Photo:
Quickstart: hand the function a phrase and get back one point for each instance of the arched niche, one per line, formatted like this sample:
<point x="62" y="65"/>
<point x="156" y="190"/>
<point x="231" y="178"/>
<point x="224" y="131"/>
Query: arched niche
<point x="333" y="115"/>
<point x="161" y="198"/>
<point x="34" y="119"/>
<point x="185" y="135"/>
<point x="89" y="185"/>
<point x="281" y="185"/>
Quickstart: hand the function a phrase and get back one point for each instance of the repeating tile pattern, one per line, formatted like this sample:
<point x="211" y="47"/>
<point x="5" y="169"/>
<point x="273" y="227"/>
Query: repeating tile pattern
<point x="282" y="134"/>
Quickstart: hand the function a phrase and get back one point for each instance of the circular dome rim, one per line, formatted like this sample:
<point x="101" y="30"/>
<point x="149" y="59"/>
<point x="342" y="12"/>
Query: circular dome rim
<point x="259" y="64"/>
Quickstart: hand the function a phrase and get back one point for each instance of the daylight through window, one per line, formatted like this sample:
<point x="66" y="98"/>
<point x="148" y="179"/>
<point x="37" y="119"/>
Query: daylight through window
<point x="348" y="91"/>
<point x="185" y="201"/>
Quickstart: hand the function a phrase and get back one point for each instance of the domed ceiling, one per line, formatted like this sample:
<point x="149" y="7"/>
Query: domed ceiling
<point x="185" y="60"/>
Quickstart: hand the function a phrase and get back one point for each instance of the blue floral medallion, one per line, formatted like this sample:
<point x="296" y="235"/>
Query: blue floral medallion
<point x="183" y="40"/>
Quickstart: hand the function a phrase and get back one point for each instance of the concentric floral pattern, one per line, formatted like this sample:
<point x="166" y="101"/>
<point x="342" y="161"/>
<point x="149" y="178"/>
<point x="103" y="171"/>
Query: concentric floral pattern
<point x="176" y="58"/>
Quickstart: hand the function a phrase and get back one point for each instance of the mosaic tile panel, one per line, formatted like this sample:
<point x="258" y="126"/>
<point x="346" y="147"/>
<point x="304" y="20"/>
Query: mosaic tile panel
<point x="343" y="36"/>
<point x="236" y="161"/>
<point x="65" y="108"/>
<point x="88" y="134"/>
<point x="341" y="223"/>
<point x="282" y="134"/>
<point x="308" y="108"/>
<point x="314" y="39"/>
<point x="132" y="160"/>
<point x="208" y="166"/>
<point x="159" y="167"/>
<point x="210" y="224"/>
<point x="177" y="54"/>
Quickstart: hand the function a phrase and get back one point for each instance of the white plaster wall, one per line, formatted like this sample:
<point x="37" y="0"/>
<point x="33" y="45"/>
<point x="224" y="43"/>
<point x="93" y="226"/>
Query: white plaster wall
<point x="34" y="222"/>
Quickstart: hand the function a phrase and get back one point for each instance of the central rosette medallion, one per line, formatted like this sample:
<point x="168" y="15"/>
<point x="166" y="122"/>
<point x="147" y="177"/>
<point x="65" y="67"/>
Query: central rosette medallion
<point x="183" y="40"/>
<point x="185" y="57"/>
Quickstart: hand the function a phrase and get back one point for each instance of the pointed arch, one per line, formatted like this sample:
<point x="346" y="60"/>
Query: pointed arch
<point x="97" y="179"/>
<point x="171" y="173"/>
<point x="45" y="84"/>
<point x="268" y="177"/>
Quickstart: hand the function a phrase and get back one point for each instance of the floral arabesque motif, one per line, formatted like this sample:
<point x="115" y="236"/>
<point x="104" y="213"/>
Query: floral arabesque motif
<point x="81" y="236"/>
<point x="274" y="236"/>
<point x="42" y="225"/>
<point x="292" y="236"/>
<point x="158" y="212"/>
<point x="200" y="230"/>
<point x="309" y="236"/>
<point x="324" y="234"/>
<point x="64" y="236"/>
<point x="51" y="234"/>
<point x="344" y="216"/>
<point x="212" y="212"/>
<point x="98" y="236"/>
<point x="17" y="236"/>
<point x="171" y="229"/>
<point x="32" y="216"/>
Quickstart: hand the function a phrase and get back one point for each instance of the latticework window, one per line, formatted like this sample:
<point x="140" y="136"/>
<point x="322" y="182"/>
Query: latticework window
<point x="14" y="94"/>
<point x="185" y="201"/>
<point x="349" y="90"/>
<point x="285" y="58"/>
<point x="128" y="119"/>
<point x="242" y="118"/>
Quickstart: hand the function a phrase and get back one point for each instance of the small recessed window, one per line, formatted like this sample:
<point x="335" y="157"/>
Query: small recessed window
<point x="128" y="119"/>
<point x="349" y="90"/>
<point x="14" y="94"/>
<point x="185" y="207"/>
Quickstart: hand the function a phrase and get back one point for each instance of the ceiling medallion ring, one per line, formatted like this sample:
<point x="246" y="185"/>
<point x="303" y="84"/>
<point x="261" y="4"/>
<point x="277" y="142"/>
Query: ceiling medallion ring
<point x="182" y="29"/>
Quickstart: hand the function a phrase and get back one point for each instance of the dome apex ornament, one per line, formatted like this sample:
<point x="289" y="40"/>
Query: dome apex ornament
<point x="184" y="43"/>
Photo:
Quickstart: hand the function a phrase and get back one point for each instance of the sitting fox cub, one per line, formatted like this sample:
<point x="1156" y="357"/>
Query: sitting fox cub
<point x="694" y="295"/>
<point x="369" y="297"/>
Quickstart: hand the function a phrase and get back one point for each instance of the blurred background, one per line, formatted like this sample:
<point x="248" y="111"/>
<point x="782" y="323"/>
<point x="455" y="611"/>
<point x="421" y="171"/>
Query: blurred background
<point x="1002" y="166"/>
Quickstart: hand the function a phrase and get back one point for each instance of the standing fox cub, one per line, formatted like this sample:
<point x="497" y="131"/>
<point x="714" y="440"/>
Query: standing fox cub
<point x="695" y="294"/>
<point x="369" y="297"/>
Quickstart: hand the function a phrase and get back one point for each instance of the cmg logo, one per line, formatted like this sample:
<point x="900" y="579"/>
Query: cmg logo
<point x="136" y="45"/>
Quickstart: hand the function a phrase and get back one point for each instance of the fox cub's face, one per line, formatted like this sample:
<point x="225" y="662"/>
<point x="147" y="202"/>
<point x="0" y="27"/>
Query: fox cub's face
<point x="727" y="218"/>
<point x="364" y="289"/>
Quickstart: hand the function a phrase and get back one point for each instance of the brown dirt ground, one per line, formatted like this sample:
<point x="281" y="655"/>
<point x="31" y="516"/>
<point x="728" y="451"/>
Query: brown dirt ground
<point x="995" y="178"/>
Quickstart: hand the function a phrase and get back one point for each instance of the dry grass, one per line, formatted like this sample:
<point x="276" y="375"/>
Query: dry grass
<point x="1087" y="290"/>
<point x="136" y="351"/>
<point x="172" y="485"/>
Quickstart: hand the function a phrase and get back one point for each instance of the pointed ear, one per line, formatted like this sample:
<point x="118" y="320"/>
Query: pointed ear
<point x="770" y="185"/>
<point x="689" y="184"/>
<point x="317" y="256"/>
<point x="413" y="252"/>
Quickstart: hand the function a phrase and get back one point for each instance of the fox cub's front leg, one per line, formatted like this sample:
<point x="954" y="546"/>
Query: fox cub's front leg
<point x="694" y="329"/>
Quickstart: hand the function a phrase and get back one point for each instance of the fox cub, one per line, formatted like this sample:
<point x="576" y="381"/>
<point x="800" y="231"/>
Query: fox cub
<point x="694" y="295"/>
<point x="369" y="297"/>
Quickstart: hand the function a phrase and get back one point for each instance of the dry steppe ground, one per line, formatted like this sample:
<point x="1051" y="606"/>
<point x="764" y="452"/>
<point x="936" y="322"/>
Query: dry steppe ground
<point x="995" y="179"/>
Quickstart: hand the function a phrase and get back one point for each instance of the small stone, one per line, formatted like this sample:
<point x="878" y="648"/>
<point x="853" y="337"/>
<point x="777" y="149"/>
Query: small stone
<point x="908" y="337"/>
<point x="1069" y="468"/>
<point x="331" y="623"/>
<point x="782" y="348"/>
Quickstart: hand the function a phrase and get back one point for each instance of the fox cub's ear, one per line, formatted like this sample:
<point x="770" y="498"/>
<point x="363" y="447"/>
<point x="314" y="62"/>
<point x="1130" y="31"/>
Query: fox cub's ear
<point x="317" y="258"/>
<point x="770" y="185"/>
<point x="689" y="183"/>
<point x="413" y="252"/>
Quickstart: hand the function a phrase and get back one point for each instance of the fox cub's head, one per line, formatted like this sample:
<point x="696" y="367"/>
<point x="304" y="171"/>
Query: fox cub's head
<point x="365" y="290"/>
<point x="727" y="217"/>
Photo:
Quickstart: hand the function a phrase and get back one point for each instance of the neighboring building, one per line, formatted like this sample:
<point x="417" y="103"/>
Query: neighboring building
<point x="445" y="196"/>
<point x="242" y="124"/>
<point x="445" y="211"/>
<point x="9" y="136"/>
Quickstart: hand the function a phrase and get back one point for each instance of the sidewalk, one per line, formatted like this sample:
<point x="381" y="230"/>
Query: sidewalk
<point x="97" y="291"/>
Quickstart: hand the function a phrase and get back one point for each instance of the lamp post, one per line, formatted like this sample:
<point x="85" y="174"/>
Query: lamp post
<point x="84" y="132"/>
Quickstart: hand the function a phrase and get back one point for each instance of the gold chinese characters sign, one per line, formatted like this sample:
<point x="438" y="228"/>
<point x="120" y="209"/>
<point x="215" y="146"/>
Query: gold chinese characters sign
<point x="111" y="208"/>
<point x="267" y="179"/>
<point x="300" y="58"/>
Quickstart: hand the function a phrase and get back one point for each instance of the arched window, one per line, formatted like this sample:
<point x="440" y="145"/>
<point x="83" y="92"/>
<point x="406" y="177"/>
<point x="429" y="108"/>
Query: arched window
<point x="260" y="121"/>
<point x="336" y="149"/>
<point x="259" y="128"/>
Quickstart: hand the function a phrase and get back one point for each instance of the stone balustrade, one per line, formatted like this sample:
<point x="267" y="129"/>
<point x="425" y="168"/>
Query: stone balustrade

= = =

*What is being asked*
Restate word for word the lines from the one holding "cub's ear, one" to the end of the listing, both ends included, and nothing more.

*Result for this task*
Quickstart: hand the function a phrase and get back one point for each instance of the fox cub's ear, one per line, formatted like this sample:
<point x="770" y="498"/>
<point x="363" y="447"/>
<point x="314" y="62"/>
<point x="1130" y="31"/>
Query: fox cub's ear
<point x="317" y="258"/>
<point x="770" y="185"/>
<point x="689" y="183"/>
<point x="413" y="252"/>
Quickstart: hand the function a phrase and get back one point for each instance of the fox cub's head, one per line, formatted like this sample:
<point x="696" y="367"/>
<point x="304" y="171"/>
Query: fox cub's head
<point x="365" y="290"/>
<point x="727" y="217"/>
Photo:
Quickstart: hand the function a phrase and get back one point for each instance of the neighboring building, one per line, formatted like this sample:
<point x="417" y="103"/>
Query: neighboring building
<point x="445" y="196"/>
<point x="242" y="124"/>
<point x="445" y="211"/>
<point x="9" y="136"/>
Quickstart: hand the function a phrase and get back one point for each instance of the sidewalk, one per line, formatted like this sample:
<point x="381" y="230"/>
Query: sidewalk
<point x="97" y="291"/>
Quickstart: hand the function a phrase and get back one point for each instance of the lamp post, one per line, formatted like this sample:
<point x="85" y="174"/>
Query: lamp post
<point x="84" y="132"/>
Quickstart: hand the function a phrase and get back one point for each instance of the gold chinese characters sign, one per line, formatted like this sample:
<point x="438" y="228"/>
<point x="120" y="209"/>
<point x="215" y="146"/>
Query: gold chinese characters sign
<point x="111" y="208"/>
<point x="267" y="179"/>
<point x="300" y="58"/>
Quickstart: hand the function a phrase and get back one point for each instance of the arched window, one per line, formatted like this sample:
<point x="440" y="145"/>
<point x="83" y="92"/>
<point x="406" y="177"/>
<point x="429" y="108"/>
Query: arched window
<point x="260" y="121"/>
<point x="336" y="149"/>
<point x="259" y="128"/>
Quickstart: hand the function a phrase and get back one point for each instance of the stone balustrade, one per line, formatted like this sample:
<point x="267" y="129"/>
<point x="425" y="168"/>
Query: stone balustrade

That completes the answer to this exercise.